** Begin Quoted passage **

The global seaborne thermal coal market experienced a robust year in 2010. Despite a challenging environment for thermal coal imports into Europe, surging energy demand growth in Asia, provided predominantly by coal fired power generation, helped drive global demand and support prices.

Thermal coal markets in Europe and the US saw softer demand as weakened power markets and cheaper gas reduced coal consumption. At the beginning of the year, Colombian producers were compelled to price competitively to move thermal coal into their traditional US and European markets. This resulted in delivered thermal coal prices in the European market regularly trading at a discount to the South African FOB export price, which excludes the cost of freight. As demand in the Asia Pacific market progressively improved, South African thermal coal sales into this market increased and Colombian producers began exporting significant volumes to this region for the first time.

China and India imported significantly more thermal coal during 2010, compared with 2009, increasing by some 40% and 15% respectively, which boosted demand for South African coal. RBCT exported 63 Mt during 2010, a 2 Mt increase over 2009, with some 65% exported to Asian markets and about 30% going to the European and Mediterranean region.

Operating performance

Attributable sales volumes
(‘000 tonnes)

** End Quoted passage **

- Instructions:
1. Answer these questions from the coal market passage:
(a) What cost does the South African FOB export price exclude?
(b) By roughly what percentage did China's thermal coal imports rise in 2010 compared with 2009?
(c) How many Mt did RBCT export during 2010?
2. Can you reproduce the coal market passage between "China and India" and "and Mediterranean region.", inclusive?
Work only from the coal market passage.

** Begin Data excerpt **

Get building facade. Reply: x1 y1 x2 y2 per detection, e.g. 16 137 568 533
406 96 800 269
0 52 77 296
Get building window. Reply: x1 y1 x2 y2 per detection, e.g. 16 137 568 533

** End Data excerpt **

- Results:
1.
(a) The cost of freight.
(b) Some 40%.
(c) 63 Mt.

2.
China and India imported significantly more thermal coal during 2010, compared with 2009, increasing by some 40% and 15% respectively, which boosted demand for South African coal. RBCT exported 63 Mt during 2010, a 2 Mt increase over 2009, with some 65% exported to Asian markets and about 30% going to the European and Mediterranean region.